- What needs to be done -
Copy word for word the part of the records that opens with the very first line and closes with the line containing "127 157 L 127", including both of those lines.

——

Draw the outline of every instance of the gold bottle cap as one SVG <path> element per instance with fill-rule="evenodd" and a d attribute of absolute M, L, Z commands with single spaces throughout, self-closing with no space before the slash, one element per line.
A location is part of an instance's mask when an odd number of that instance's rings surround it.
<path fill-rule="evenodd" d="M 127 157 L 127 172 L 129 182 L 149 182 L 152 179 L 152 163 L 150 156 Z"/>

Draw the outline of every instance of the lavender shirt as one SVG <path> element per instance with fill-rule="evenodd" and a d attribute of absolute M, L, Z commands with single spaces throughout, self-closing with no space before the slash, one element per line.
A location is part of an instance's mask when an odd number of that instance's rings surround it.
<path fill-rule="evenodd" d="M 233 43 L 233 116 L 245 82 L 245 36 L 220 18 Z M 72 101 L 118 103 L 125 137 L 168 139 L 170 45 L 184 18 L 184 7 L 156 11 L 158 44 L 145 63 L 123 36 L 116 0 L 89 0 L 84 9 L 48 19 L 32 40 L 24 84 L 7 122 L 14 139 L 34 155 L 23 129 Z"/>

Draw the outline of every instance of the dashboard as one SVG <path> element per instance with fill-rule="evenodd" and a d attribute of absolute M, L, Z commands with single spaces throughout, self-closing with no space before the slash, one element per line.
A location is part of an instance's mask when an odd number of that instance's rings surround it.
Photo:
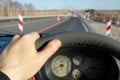
<path fill-rule="evenodd" d="M 12 37 L 0 36 L 0 52 Z M 104 49 L 67 44 L 45 63 L 35 80 L 118 80 L 119 63 Z"/>
<path fill-rule="evenodd" d="M 39 80 L 118 80 L 119 70 L 116 61 L 112 56 L 105 54 L 99 49 L 63 47 L 47 61 L 36 78 Z"/>

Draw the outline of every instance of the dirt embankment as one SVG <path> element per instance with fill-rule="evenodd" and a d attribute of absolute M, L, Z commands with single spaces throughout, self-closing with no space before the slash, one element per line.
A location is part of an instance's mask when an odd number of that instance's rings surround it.
<path fill-rule="evenodd" d="M 87 21 L 87 22 L 96 31 L 96 33 L 106 35 L 107 24 L 96 21 Z M 120 42 L 120 27 L 112 25 L 110 37 Z"/>

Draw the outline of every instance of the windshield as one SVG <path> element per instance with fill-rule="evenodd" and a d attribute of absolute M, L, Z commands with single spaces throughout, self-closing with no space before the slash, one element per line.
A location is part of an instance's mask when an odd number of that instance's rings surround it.
<path fill-rule="evenodd" d="M 0 0 L 0 33 L 94 32 L 120 41 L 119 0 Z"/>

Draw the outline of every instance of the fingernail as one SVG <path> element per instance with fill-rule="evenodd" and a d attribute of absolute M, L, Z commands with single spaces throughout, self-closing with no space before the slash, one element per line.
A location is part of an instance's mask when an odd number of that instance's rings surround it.
<path fill-rule="evenodd" d="M 62 45 L 60 40 L 54 40 L 55 47 L 60 47 Z"/>

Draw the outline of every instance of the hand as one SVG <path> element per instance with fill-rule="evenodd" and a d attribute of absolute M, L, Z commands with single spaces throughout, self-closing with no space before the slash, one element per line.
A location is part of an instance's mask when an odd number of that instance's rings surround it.
<path fill-rule="evenodd" d="M 52 40 L 38 52 L 35 49 L 35 41 L 38 38 L 37 32 L 22 37 L 16 35 L 3 50 L 0 56 L 0 70 L 11 80 L 27 80 L 35 75 L 61 46 L 59 40 Z"/>

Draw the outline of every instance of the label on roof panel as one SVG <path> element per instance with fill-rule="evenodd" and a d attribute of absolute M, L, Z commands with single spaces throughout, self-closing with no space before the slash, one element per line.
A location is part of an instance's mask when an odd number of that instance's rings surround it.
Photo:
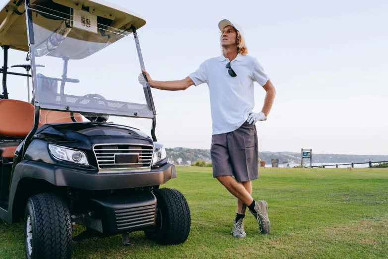
<path fill-rule="evenodd" d="M 82 10 L 73 9 L 73 26 L 81 30 L 97 33 L 97 16 Z"/>

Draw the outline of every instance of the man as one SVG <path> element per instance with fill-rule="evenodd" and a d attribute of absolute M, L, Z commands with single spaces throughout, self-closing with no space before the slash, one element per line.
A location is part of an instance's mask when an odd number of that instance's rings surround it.
<path fill-rule="evenodd" d="M 255 124 L 265 121 L 275 97 L 275 89 L 257 60 L 247 56 L 248 49 L 241 27 L 227 20 L 219 23 L 222 54 L 205 61 L 199 68 L 183 80 L 154 81 L 146 71 L 151 87 L 169 91 L 186 90 L 207 83 L 213 121 L 211 154 L 213 177 L 237 198 L 237 210 L 231 234 L 245 238 L 246 207 L 255 216 L 261 233 L 269 234 L 271 223 L 265 200 L 251 196 L 252 180 L 259 178 L 257 133 Z M 140 83 L 143 74 L 139 77 Z M 266 91 L 262 112 L 255 113 L 253 82 Z"/>

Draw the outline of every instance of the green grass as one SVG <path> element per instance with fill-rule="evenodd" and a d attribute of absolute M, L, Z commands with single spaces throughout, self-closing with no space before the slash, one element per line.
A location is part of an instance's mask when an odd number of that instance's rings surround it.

——

- Solved problem -
Draw the outline of every instance of the gold bottle cap as one SVG <path> element per instance with fill-rule="evenodd" and a d attribute of absolute M, L, Z commands with single spaces throughout, self-closing with no space before the slash, one element per line.
A location is part of an instance's mask when an odd number of that instance's rings surround it.
<path fill-rule="evenodd" d="M 127 157 L 127 172 L 129 182 L 149 182 L 152 179 L 152 163 L 150 156 Z"/>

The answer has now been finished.